La CGT a aussi fait une déclaration spécifique, décrivant un texte hallucinant. La transposition de cette directive est une 'occasion en or' pour accompagner toutes les restructurations, toutes les mesures de restrictions budgétaires imposées aujourd'hui à notre système de santé. Cet exercice partiel vient compléter la notion de compétences déjà adoptée qui saucissonne nos métiers, individualise le poste de travail et par la même occasion la rémunération, pointe le syndicat.

L'ordre national des infirmiers considère que l'accès partiel reviendrait à introduire une inégalité majeure entre les professionnels titulaires d'un diplôme délivré en Europe et les titulaires du diplôme d'Etat français.

**Entrées extraites:**
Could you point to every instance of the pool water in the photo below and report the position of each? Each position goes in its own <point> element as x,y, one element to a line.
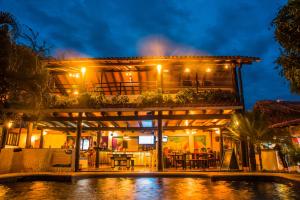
<point>148,188</point>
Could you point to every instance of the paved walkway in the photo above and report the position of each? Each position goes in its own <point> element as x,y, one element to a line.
<point>214,176</point>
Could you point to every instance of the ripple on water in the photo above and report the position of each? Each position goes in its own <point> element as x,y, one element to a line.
<point>148,188</point>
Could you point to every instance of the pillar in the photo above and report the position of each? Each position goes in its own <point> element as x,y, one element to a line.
<point>159,142</point>
<point>42,139</point>
<point>78,137</point>
<point>191,143</point>
<point>221,145</point>
<point>244,149</point>
<point>29,134</point>
<point>3,137</point>
<point>97,148</point>
<point>241,91</point>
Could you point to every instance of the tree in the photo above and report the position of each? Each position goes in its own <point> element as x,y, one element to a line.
<point>253,127</point>
<point>8,32</point>
<point>287,34</point>
<point>24,80</point>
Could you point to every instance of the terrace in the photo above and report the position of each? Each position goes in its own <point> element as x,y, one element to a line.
<point>107,104</point>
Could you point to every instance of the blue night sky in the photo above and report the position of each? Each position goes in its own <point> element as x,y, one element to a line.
<point>94,28</point>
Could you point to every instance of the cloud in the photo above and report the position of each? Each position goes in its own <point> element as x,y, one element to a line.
<point>133,27</point>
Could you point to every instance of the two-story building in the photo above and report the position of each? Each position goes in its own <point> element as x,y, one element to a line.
<point>156,109</point>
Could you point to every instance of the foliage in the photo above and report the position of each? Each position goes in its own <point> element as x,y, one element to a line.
<point>58,101</point>
<point>23,79</point>
<point>150,99</point>
<point>210,96</point>
<point>145,99</point>
<point>287,33</point>
<point>250,124</point>
<point>119,100</point>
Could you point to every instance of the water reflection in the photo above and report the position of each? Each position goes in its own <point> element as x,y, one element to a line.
<point>148,188</point>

**Consigne:**
Répondez aux questions suivantes d'après le texte choisi.
(a) Selon la CGT, quelle expression qualifie la transposition de la directive ?
(b) D'après la CGT, quelle notion déjà adoptée l'exercice partiel vient-il compléter ?
(c) Pour l'ordre national des infirmiers, entre quels professionnels l'accès partiel introduirait-il une inégalité majeure ?

**Réponse attendue:**
(a) Une « occasion en or ».
(b) La notion de compétences.
(c) Entre les professionnels titulaires d'un diplôme délivré en Europe et les titulaires du diplôme d'Etat français.